GIVEN INSTRUCTION =>
Render the records below as a two-column CSV with the header instruction,polygons, one row per record, holding its text and its answer each in a single quoted field with line breaks replaced by spaces. Leave the pictures out.

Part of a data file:
◇ ◇ ◇

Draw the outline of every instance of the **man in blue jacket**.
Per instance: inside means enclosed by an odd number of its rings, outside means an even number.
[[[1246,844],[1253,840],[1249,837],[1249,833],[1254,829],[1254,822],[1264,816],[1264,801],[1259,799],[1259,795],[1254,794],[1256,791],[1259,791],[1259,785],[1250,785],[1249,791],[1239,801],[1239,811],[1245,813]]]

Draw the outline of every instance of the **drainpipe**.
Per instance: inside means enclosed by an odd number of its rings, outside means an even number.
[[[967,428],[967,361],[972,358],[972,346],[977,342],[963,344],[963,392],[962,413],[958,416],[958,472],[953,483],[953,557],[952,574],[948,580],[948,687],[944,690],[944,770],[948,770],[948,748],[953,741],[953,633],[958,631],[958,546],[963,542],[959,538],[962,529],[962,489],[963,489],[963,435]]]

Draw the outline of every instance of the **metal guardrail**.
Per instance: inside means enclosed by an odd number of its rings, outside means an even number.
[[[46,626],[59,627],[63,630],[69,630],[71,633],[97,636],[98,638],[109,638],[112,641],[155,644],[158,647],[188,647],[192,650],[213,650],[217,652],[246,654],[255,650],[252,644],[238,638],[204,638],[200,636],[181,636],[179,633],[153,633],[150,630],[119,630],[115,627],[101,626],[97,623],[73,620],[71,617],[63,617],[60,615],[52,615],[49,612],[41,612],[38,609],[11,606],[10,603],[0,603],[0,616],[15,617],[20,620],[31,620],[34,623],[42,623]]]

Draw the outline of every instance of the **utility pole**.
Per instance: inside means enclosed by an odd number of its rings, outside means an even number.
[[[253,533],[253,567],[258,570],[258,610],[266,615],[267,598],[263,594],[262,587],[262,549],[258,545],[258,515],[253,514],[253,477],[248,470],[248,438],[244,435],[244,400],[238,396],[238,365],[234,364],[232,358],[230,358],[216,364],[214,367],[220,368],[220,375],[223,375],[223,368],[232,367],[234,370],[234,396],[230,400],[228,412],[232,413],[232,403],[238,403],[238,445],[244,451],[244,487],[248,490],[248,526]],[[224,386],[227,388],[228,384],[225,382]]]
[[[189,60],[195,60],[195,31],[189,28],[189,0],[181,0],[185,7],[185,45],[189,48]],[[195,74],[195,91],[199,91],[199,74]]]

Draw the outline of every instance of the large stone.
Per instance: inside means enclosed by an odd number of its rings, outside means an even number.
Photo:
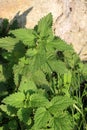
[[[0,0],[0,18],[16,17],[22,27],[33,28],[49,12],[55,34],[87,61],[87,0]]]

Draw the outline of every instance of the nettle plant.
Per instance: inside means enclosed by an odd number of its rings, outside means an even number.
[[[34,29],[0,39],[1,130],[86,130],[86,65],[53,34],[52,22],[49,13]]]

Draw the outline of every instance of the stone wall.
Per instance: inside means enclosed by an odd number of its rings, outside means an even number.
[[[87,61],[87,0],[0,0],[0,18],[16,17],[27,28],[33,28],[49,12],[55,34],[73,44]]]

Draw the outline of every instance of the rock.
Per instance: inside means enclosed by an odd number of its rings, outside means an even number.
[[[33,28],[49,12],[56,36],[87,61],[87,0],[0,0],[0,17],[17,18],[22,27]]]

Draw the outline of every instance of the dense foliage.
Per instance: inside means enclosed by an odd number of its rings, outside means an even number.
[[[87,130],[87,64],[52,22],[0,33],[0,130]]]

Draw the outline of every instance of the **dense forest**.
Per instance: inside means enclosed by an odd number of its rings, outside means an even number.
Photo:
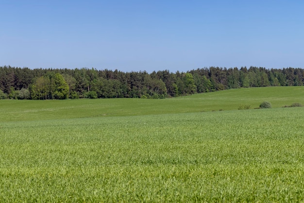
[[[230,88],[303,85],[304,69],[251,67],[123,72],[86,68],[0,67],[0,99],[162,99]]]

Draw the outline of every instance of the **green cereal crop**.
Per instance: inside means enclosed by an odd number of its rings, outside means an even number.
[[[144,100],[151,108],[137,112],[131,103],[140,99],[5,101],[0,202],[303,202],[304,107],[262,97],[242,102],[274,107],[184,112],[178,104],[173,113],[155,104],[176,100]],[[114,107],[123,102],[131,109]]]

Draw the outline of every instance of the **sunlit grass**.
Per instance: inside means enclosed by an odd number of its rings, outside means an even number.
[[[210,93],[212,107],[238,90]],[[240,95],[231,107],[280,108],[215,112],[196,109],[208,94],[0,101],[0,202],[303,202],[304,107],[281,108],[304,103],[296,91]],[[157,105],[167,102],[175,113]]]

◇ ◇ ◇

RESPONSE =>
instruction,polygons
"Draw the outline of every instance of the **man in blue jacket**. Per instance: inside means enclosed by an odd number of its rings, outside means an even number.","[[[1246,844],[1253,840],[1249,837],[1249,833],[1254,829],[1254,822],[1264,816],[1264,801],[1259,799],[1259,795],[1254,794],[1256,791],[1259,791],[1259,785],[1250,785],[1249,791],[1239,801],[1239,811],[1245,813]]]"
"Draw the outline of every instance of the **drainpipe**. Per instance: inside means enclosed by an odd number of its rings, outside means an even number.","[[[967,428],[967,361],[972,358],[972,346],[977,342],[963,344],[963,392],[962,413],[958,416],[958,472],[953,483],[953,557],[952,574],[948,580],[948,687],[944,690],[944,770],[948,770],[948,748],[953,741],[953,633],[958,631],[958,546],[963,542],[959,538],[962,529],[962,489],[963,489],[963,435]]]"
"Draw the outline of every instance of the **metal guardrail**. Per instance: inside means enclosed by an odd number of its rings, outside means an even number.","[[[46,626],[59,627],[63,630],[69,630],[71,633],[97,636],[98,638],[109,638],[112,641],[155,644],[158,647],[188,647],[192,650],[213,650],[217,652],[246,654],[255,650],[252,644],[238,638],[204,638],[200,636],[181,636],[179,633],[153,633],[150,630],[119,630],[115,627],[101,626],[97,623],[73,620],[71,617],[63,617],[60,615],[52,615],[49,612],[41,612],[38,609],[11,606],[10,603],[0,603],[0,616],[15,617],[20,620],[31,620],[34,623],[42,623]]]"
"Draw the outline of every instance of the **utility pole**. Per instance: inside means enclosed by an odd number of its rings, outside means an even number.","[[[253,533],[253,567],[258,570],[258,610],[266,615],[267,598],[263,594],[262,587],[262,549],[258,545],[258,515],[253,514],[253,477],[248,470],[248,438],[244,435],[244,400],[238,396],[238,365],[234,364],[232,358],[230,358],[216,364],[214,367],[220,368],[220,375],[223,375],[223,368],[232,367],[234,370],[234,396],[230,400],[228,412],[232,413],[232,403],[238,403],[238,445],[244,451],[244,487],[248,490],[248,526]],[[224,386],[227,388],[228,384],[225,382]]] [[[189,60],[195,60],[195,31],[189,28],[189,0],[181,0],[185,7],[185,45],[189,48]],[[195,74],[195,91],[199,91],[199,74]]]"
"Draw the outline of every instance of the large stone. Per instance: inside means enclosed by an odd number of its rings, outside means an even number. Photo:","[[[0,0],[0,18],[16,17],[22,27],[33,28],[49,12],[55,34],[87,61],[87,0]]]"
"Draw the outline of every instance of the nettle plant. Per instance: inside means enclosed by an odd number of its rings, outside means an even number.","[[[34,29],[0,39],[1,130],[86,130],[86,65],[53,34],[52,22],[49,13]]]"
"Draw the outline of every instance of the stone wall. Per instance: inside means enclosed by an odd number of its rings, outside means an even number.","[[[87,61],[87,0],[0,0],[0,18],[16,17],[27,28],[33,28],[49,12],[55,34],[73,44]]]"
"Draw the outline of every instance of the rock. Per instance: inside means enclosed by an odd number of its rings, outside means an even number.","[[[33,28],[49,12],[56,36],[87,61],[87,0],[0,0],[0,17],[17,18],[22,27]]]"
"Draw the outline of every instance of the dense foliage. Per instance: inside means enclosed by an odd number of its rings, outside means an even number.","[[[87,130],[87,64],[52,22],[0,33],[0,130]]]"
"Draw the outline of every instance of the **dense forest**. Per instance: inside means enclosed by an odd number of its rings, outside means an even number. Photo:","[[[230,88],[303,85],[304,69],[251,67],[123,72],[86,68],[0,67],[0,99],[162,99]]]"
"Draw the outline of every instance of the **green cereal crop**. Per instance: inside means enclosed by an odd number of its rings, outside means an even number.","[[[144,100],[151,108],[137,112],[131,103],[140,99],[5,101],[0,202],[303,202],[304,107],[262,97],[242,102],[274,107],[184,112],[178,104],[173,113],[155,104],[176,100]],[[114,107],[123,102],[131,109]]]"
"Draw the outline of every instance of the **sunlit grass**. Per instance: inside means enclosed by an odd number of its rings, outside means an even number.","[[[210,93],[212,107],[238,90]],[[240,95],[231,107],[280,108],[215,112],[196,109],[208,94],[0,101],[0,202],[303,202],[304,107],[281,108],[304,103],[296,91]],[[157,105],[167,102],[175,113]]]"